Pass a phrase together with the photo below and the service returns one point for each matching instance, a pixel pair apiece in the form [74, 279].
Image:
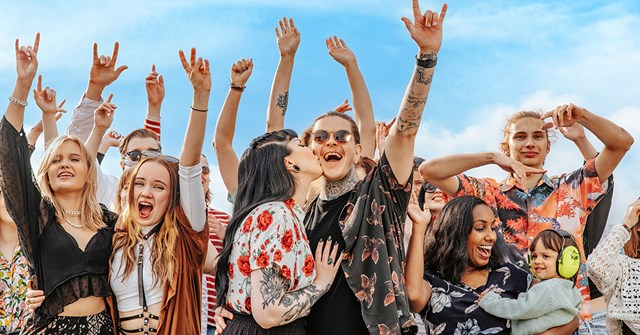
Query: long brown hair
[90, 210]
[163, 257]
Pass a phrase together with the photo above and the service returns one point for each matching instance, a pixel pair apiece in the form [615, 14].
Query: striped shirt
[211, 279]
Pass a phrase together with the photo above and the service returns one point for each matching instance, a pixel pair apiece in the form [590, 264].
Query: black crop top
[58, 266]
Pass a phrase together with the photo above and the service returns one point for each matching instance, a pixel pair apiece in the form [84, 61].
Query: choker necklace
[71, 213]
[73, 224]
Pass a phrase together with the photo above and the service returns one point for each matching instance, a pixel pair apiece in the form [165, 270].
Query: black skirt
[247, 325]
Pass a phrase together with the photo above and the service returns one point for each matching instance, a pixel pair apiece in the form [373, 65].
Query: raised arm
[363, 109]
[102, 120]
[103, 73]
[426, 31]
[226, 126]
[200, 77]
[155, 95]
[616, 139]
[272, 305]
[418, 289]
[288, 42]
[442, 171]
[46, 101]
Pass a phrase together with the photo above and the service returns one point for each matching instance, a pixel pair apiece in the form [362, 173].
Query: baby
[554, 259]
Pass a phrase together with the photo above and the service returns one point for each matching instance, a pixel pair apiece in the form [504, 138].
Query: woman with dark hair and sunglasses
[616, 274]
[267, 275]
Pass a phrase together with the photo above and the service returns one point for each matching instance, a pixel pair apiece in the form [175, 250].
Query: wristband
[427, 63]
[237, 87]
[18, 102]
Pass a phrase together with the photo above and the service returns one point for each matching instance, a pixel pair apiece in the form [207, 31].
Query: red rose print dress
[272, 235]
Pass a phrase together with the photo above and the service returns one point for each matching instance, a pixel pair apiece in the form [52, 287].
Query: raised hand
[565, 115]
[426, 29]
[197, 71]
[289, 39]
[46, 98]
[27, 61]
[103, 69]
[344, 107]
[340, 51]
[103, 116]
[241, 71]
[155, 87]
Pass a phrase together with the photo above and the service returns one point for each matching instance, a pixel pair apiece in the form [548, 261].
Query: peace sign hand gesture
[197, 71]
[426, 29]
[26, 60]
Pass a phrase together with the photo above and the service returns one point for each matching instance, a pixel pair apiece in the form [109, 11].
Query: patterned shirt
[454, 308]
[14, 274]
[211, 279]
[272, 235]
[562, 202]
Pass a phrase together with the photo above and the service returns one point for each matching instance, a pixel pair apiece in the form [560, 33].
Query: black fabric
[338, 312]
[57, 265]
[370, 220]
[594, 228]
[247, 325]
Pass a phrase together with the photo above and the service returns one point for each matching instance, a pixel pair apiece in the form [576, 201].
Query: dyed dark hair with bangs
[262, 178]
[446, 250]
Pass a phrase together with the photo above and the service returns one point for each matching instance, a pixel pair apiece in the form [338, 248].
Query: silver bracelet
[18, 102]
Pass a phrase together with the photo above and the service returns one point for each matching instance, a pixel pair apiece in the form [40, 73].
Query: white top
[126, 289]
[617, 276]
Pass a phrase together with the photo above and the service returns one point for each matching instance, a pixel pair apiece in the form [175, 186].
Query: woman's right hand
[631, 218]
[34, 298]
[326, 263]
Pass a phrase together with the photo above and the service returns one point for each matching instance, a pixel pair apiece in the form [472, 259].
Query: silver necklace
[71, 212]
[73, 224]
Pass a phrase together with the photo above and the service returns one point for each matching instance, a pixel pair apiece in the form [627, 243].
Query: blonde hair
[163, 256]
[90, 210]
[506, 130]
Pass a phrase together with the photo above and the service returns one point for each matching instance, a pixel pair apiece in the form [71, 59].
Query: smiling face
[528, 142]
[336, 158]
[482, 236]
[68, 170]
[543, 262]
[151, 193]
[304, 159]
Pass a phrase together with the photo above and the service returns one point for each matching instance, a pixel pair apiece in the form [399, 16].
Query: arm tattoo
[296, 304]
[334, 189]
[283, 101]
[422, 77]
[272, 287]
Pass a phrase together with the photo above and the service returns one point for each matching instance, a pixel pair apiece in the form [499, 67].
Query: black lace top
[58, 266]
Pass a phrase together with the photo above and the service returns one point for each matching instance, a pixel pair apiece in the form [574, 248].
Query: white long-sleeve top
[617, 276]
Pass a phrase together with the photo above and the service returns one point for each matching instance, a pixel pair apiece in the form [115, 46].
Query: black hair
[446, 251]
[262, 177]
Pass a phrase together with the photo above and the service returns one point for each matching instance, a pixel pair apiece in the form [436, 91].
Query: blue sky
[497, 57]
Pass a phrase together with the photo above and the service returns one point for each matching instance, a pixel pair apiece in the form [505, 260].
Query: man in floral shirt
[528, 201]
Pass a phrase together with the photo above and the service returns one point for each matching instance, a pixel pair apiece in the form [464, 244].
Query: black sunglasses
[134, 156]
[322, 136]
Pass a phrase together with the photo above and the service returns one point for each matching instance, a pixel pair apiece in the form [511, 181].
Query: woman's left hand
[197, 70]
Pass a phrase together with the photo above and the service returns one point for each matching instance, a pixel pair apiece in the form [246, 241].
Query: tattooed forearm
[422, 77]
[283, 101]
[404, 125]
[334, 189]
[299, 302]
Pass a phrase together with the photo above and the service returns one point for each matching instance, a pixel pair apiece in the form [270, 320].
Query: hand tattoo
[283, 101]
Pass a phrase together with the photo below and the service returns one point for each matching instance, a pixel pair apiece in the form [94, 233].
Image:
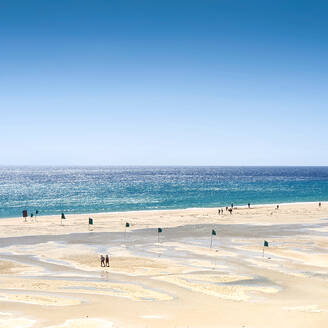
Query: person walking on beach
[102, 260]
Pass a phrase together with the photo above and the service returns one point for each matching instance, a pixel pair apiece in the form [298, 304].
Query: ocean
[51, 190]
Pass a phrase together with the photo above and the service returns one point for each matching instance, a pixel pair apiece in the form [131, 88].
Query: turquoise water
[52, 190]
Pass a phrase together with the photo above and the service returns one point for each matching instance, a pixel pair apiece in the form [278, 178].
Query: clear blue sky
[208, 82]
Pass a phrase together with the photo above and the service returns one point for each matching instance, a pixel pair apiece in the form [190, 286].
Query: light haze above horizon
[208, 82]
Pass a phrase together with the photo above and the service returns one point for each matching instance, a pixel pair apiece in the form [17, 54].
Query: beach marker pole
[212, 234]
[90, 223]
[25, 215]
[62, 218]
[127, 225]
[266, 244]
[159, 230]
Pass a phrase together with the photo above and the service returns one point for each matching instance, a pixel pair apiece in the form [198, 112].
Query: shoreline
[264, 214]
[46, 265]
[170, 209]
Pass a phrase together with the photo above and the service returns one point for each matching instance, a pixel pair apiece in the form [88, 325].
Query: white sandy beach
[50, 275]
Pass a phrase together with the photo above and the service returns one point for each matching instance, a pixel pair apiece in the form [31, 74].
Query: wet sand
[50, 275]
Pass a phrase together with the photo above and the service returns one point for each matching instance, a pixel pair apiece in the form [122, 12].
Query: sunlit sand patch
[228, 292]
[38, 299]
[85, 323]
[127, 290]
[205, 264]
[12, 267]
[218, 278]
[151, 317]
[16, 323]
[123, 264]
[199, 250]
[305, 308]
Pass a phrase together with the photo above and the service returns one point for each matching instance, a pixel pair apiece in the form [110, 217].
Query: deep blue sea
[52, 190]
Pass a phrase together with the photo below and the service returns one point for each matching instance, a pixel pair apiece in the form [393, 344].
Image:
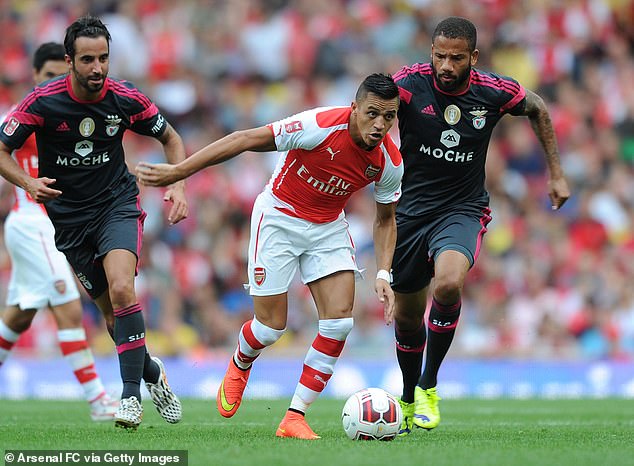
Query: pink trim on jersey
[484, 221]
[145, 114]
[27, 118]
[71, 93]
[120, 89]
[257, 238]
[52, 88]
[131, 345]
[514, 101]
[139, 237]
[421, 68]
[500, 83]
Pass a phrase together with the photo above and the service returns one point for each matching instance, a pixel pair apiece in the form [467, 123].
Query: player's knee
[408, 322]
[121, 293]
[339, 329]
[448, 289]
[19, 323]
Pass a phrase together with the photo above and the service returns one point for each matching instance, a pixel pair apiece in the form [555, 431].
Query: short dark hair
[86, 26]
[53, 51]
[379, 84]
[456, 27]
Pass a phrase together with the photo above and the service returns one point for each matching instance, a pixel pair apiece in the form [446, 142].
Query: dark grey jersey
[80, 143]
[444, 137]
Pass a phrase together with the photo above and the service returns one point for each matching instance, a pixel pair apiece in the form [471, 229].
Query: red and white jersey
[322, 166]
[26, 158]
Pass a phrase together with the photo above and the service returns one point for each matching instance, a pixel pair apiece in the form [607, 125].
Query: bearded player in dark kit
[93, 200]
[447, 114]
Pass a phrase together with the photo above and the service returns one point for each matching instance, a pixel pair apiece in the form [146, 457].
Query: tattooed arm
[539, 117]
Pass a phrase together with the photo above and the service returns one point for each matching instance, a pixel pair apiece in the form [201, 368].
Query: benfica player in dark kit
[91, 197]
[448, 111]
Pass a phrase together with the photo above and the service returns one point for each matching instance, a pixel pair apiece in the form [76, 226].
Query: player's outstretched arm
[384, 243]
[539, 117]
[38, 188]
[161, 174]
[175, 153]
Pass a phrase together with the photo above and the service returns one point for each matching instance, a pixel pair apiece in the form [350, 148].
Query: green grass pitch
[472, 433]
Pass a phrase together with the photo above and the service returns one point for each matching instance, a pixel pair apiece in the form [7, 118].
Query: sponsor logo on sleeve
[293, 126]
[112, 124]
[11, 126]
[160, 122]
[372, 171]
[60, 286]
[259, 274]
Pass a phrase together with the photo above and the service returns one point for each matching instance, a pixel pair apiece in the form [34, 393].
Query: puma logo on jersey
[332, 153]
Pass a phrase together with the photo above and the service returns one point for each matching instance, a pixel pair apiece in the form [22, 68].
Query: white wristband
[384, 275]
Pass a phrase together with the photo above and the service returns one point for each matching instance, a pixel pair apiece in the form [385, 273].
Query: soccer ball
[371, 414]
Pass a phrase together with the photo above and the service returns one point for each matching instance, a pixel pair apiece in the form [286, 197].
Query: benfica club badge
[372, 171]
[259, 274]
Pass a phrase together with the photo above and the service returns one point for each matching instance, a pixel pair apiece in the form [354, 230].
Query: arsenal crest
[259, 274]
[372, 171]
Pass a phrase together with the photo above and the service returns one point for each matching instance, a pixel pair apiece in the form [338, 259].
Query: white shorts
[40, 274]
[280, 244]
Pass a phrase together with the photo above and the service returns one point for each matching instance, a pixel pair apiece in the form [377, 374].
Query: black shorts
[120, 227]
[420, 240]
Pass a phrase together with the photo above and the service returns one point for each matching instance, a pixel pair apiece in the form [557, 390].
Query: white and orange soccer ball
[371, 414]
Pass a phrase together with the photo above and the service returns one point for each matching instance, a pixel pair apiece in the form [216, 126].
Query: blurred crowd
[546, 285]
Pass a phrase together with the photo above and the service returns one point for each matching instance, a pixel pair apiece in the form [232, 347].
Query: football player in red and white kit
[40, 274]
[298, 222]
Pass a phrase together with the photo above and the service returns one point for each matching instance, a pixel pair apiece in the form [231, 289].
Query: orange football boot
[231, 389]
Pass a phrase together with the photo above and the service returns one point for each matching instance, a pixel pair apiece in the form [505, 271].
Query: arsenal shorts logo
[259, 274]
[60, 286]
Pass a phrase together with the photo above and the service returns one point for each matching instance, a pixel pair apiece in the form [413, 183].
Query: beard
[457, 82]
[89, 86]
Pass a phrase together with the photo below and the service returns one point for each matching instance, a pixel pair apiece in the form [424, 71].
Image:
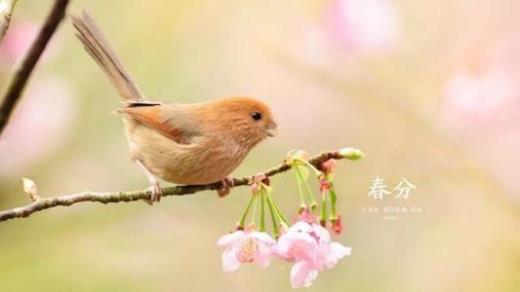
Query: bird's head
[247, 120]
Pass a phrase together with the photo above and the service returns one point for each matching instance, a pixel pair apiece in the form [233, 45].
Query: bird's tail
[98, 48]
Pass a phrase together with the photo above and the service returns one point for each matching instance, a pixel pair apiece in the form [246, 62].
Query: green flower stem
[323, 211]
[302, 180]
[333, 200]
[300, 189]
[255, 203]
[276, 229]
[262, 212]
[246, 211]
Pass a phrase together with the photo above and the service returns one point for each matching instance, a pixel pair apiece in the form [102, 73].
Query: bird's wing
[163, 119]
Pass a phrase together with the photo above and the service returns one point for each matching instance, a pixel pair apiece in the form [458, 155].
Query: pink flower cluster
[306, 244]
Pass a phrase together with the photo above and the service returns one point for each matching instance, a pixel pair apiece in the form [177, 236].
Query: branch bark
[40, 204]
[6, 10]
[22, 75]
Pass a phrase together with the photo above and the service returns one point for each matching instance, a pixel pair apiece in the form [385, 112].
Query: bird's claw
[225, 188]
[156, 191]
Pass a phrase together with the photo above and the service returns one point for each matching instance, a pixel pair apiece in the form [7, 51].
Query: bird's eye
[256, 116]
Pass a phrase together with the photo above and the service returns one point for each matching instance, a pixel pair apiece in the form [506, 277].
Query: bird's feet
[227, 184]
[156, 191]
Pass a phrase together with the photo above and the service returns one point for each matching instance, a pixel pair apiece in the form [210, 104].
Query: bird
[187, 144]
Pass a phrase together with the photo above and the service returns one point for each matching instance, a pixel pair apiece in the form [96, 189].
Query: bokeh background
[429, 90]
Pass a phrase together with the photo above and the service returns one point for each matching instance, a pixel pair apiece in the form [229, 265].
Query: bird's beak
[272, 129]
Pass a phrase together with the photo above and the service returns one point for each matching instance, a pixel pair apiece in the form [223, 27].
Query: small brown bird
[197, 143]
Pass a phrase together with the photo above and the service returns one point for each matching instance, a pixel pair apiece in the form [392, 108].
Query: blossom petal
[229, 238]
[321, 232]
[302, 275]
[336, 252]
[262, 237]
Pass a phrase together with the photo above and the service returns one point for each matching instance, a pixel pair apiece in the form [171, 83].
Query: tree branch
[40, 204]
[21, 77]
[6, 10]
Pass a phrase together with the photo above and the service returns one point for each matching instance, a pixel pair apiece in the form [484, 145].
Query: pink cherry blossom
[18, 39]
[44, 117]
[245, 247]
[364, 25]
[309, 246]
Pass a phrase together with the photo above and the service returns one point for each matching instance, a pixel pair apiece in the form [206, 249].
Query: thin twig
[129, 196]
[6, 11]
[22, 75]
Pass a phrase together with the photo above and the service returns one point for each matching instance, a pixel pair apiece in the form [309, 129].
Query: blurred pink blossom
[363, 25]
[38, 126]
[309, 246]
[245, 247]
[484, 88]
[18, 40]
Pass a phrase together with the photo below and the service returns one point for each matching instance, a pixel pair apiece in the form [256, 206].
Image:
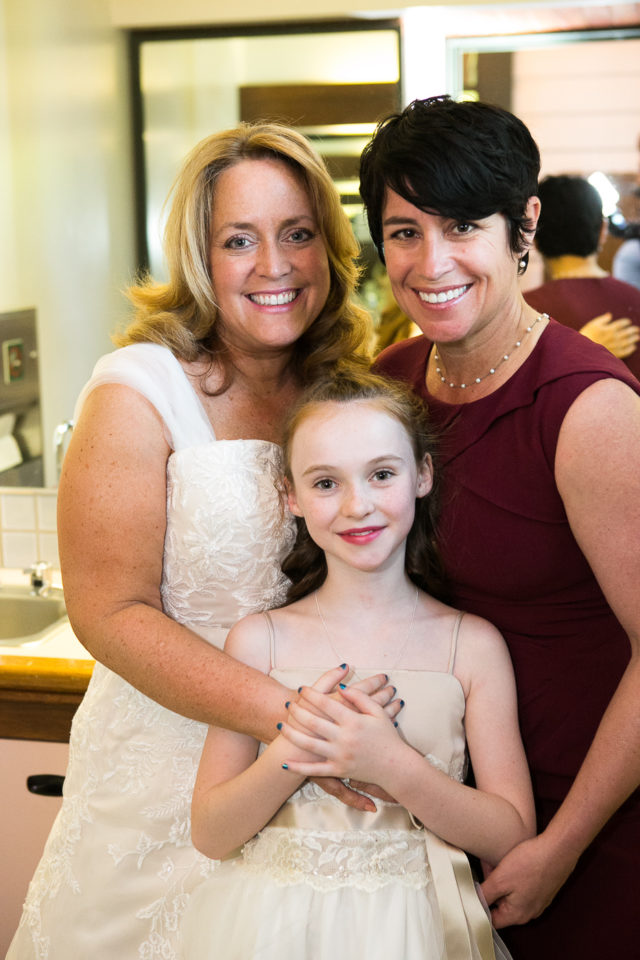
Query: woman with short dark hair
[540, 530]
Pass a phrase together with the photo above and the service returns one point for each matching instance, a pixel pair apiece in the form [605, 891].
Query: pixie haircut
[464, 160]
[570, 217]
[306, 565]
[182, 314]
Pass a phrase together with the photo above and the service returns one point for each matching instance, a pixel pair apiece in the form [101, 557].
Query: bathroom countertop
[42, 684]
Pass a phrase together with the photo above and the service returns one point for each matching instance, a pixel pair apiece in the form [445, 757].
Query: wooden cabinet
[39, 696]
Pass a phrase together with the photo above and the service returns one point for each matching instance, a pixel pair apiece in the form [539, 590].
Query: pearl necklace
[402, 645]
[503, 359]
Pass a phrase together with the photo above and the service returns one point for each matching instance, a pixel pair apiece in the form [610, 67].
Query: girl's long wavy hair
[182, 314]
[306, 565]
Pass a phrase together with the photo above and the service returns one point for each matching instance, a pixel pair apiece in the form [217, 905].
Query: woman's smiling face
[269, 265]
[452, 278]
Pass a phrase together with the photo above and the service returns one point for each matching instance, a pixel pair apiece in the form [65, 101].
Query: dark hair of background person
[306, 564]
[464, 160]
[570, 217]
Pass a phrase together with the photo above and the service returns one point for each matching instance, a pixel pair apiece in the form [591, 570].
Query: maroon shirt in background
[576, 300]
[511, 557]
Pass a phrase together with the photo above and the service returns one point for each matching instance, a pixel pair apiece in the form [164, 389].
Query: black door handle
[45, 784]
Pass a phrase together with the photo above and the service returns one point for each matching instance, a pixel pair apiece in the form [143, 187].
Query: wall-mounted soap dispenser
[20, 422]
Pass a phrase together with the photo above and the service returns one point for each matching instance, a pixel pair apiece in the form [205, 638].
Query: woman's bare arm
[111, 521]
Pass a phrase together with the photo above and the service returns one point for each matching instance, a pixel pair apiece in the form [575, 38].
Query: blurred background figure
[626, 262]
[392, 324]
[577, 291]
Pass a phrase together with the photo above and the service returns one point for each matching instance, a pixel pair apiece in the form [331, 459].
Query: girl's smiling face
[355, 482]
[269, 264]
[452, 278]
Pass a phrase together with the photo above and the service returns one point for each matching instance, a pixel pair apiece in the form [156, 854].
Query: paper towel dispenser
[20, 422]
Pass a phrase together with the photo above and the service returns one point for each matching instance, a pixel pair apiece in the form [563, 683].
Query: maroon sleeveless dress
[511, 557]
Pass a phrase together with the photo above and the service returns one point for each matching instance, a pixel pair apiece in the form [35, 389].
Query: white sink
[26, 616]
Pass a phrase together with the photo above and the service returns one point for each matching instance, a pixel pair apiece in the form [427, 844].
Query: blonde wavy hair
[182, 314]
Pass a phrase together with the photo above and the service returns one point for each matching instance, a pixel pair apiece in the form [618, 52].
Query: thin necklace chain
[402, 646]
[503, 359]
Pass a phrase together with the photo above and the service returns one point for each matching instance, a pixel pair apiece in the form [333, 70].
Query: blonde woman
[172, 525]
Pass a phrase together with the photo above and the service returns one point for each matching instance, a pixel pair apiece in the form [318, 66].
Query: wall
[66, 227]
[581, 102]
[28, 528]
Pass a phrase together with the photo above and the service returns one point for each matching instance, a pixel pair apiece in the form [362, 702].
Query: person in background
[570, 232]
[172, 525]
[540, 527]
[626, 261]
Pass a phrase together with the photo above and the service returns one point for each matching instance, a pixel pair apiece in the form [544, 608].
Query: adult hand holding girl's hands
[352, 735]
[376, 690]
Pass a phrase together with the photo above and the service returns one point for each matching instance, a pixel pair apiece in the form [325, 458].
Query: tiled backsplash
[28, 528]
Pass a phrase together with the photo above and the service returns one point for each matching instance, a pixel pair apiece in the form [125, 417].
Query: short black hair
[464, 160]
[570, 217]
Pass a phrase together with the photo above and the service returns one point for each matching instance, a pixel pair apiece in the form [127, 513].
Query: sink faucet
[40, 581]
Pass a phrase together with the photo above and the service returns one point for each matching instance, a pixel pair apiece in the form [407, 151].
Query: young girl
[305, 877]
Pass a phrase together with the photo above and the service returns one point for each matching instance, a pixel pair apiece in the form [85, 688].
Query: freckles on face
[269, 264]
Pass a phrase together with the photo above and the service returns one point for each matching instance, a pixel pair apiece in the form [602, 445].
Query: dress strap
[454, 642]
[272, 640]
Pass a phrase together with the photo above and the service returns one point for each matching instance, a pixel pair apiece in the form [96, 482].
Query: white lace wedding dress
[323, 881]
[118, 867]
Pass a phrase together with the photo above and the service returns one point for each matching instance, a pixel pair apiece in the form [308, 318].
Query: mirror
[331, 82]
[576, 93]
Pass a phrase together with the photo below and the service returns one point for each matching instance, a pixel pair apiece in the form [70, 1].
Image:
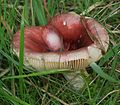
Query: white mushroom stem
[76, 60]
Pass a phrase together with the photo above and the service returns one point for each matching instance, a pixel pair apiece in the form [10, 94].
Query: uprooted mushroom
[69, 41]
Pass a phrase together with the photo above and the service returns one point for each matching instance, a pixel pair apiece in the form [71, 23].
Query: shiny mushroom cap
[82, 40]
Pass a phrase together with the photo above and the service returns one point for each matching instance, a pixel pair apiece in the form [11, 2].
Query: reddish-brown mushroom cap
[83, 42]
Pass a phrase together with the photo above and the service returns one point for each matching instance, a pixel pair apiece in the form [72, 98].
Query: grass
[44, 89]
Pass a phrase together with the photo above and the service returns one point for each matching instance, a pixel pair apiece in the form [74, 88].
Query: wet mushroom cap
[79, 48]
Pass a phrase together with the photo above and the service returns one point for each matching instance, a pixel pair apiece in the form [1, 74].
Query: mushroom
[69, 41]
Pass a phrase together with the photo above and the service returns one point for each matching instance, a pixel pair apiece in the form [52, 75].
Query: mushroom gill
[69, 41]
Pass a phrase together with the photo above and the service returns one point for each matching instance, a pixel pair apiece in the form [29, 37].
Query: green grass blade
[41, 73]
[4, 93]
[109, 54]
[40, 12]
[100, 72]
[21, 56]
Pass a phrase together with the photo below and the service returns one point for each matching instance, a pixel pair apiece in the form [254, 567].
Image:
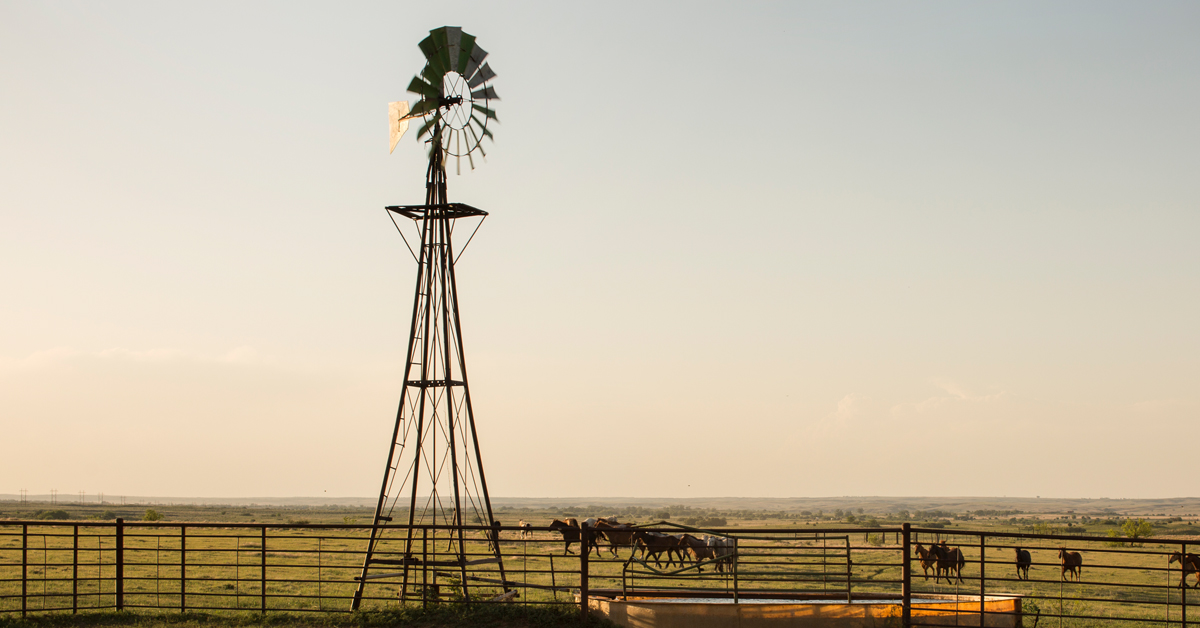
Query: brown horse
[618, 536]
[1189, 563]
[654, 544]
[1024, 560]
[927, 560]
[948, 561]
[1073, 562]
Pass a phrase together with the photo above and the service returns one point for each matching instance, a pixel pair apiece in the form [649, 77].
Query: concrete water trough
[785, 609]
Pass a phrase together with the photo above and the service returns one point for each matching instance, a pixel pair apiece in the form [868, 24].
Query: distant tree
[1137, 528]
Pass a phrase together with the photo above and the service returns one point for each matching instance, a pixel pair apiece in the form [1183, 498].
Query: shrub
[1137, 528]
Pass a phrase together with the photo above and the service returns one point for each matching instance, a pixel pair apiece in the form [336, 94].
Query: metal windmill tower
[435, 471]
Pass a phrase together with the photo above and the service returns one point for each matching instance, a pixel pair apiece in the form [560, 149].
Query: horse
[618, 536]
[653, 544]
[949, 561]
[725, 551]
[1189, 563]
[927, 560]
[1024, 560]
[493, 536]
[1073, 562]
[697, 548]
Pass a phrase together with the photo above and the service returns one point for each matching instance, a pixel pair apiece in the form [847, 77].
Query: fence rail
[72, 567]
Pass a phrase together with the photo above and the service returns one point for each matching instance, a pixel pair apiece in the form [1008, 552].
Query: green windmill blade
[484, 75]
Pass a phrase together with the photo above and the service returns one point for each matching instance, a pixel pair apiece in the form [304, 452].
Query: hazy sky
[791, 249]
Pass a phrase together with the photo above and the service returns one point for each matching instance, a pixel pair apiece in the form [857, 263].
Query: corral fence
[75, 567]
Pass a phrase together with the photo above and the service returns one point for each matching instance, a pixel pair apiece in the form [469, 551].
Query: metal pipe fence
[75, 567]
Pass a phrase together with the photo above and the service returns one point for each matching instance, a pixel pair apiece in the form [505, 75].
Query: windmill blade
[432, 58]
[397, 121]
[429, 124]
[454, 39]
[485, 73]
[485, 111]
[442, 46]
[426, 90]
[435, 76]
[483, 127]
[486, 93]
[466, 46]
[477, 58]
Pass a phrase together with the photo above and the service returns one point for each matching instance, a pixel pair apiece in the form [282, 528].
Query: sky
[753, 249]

### Task
Beginning at the line containing "form [560, 149].", repeat each line exactly through the last line of the entries, and include no other lines.

### Final result
Pass a phrase together with the photo above and the service returns one point for each matching instance, a pixel pair apiece in the form [560, 149].
Query: horse
[618, 536]
[653, 544]
[949, 561]
[725, 551]
[1189, 563]
[927, 560]
[1024, 560]
[493, 536]
[1073, 562]
[697, 548]
Pass a phrase together with the photo above and the service returns one point for each matching instance, a pixel pair apiece in the form [847, 77].
Query: fence rail
[72, 567]
Pass a phrase together with the photo above and the service returns one point for each matching instance, a pixel pair apiece in the form [1008, 552].
Query: green windmill blade
[484, 75]
Pass a phrase together with the photo above and the service returns one point for each matching instance, a pixel pair apiece in the form [304, 452].
Query: hazy sky
[791, 249]
Pass a phrase together with the photo above and the service returns one point for each matching instance, a pixel pair apiece in the form [857, 263].
Query: corral fence
[75, 567]
Pass a phrase together with the photo above and the service returns one point for each matching instance, a pixel pair apiece in the form [469, 551].
Query: metal pipe fence
[75, 567]
Pass a phrase together with the photo above and the service returns one point for each matching instance, a pixel pair apiece in the form [505, 75].
Query: windmill blade
[432, 58]
[397, 121]
[429, 124]
[454, 39]
[485, 73]
[485, 111]
[442, 46]
[426, 90]
[435, 76]
[483, 127]
[486, 93]
[466, 46]
[477, 58]
Pass a phrase together with the photo above and the service returns one point for each matching instance, a pixel pair apiece in the form [282, 528].
Query: sky
[753, 249]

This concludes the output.